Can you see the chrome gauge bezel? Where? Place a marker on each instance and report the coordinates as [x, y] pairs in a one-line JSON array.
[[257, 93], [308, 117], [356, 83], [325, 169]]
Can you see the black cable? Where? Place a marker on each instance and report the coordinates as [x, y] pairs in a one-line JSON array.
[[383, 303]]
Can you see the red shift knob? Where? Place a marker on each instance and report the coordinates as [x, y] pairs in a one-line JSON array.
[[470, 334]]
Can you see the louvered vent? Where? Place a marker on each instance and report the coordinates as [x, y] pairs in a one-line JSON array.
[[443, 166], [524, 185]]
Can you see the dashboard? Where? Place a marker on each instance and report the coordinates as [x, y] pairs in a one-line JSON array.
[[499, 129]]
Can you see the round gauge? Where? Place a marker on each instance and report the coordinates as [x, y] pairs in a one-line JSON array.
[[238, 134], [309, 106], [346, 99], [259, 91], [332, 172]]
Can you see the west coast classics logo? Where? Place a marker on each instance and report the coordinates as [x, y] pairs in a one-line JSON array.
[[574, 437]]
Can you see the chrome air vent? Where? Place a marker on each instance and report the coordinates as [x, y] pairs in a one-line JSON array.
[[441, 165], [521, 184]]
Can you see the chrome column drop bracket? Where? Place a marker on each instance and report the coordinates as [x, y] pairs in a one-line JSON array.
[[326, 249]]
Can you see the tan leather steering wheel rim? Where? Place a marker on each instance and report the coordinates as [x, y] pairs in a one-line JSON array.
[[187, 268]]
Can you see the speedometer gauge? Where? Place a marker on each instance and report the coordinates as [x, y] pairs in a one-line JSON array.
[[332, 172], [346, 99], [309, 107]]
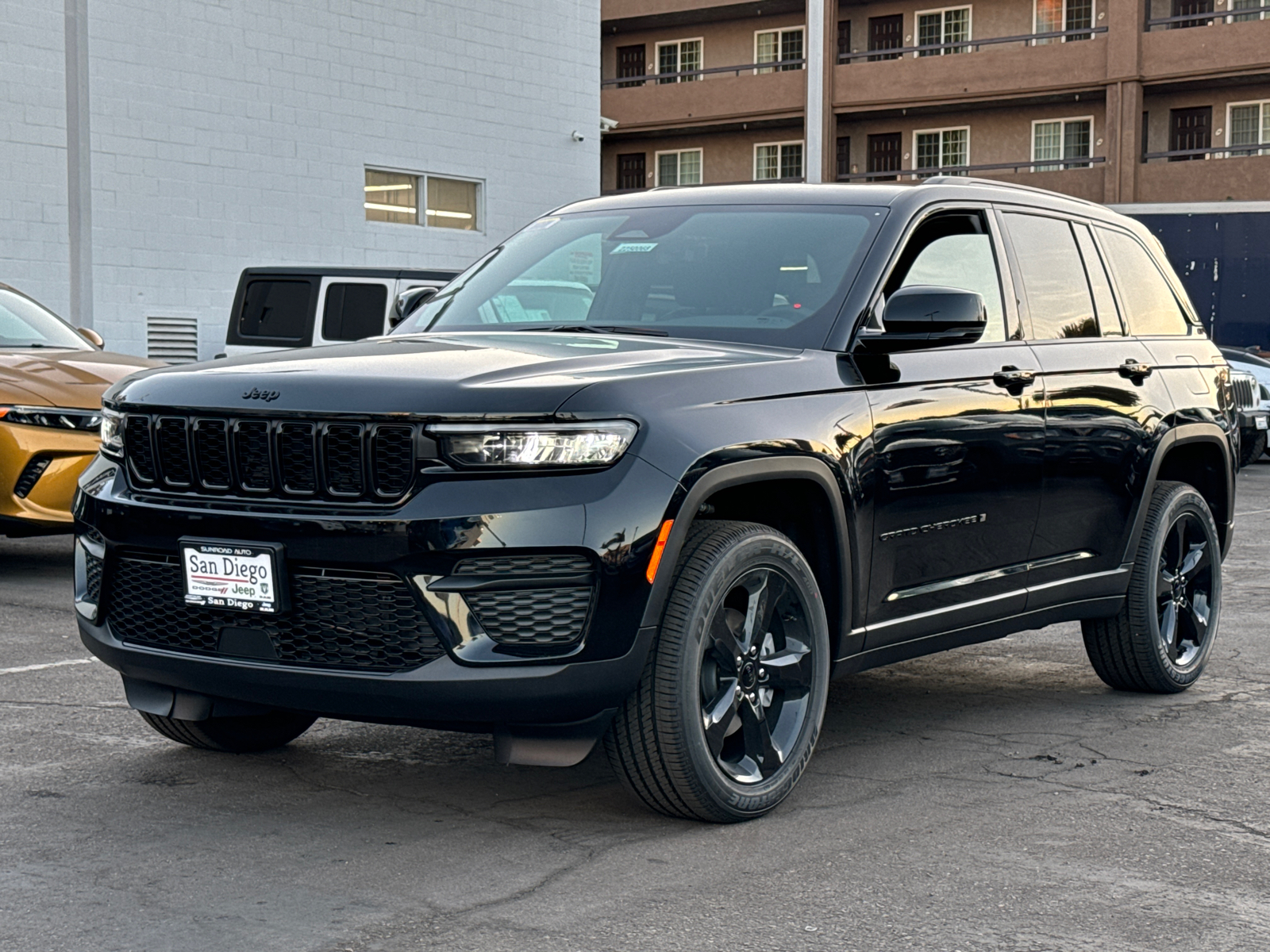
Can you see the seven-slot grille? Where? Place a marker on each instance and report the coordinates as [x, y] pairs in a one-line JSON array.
------------------------------------------------------------------------
## [Instructions for the task]
Copy everything in the listing above exactly except the pictures.

## [Completed exercise]
Can you see the chrome gauge bezel? Where? Place a marker on each instance and report the coordinates as [x, y] pairs in a one-line JSON array.
[[257, 93], [308, 117], [356, 83], [325, 169]]
Can you see the black cable? Where? Place a marker on each instance and report the coordinates as [x, y] pairs in a one-line JSON array.
[[383, 303]]
Can you see the red shift knob? Where? Place a marker on each instance and report the coordinates as [x, y] pairs in a one-line JSON array.
[[470, 334]]
Can you see the louvered vent? Where? Place a marker on each instance and report the coordinates as [x, y] pairs in a one-line JSON array.
[[443, 166], [524, 185]]
Can you see the dashboard? Where? Place a marker on each instance and report the coordinates as [x, y] pairs in a one-line JSON array.
[[499, 129]]
Can you see the round gauge? Where? Place a marker on each instance and report the coordinates as [x, y] pairs in a one-line JSON array.
[[238, 134], [309, 106], [346, 99], [259, 91], [332, 172]]
Can you see the west coast classics logo? Where? Place a marker on each instance and report the coordinates as [x, y] pairs in a one-line JSON array.
[[574, 437]]
Can you see the chrome air vent? Where? Place a marker on each instance and report the coordinates as [x, y] pairs in a one-line JSON array.
[[441, 165], [521, 184]]
Can you see the chrome column drop bracket? Where? Place a marker on each instance and report the coordinates as [x, y] pairs in a one-line JSON array.
[[326, 249]]
Can you see the tan leather steering wheel rim? Where? Place a marker on each instance and report the coordinates as [x, y] pairs in a one-line JSON array.
[[187, 268]]
Can you see the speedometer gauge? Where? Place a marker on each instance and report the coordinates as [x, y] pairs in a one-line JSON array.
[[332, 172], [346, 99], [309, 107]]
Can you see the seven-slot grille? Where? Place a marker on each instance and report the coordinates as [x, y] pairs in a one-line JSON array.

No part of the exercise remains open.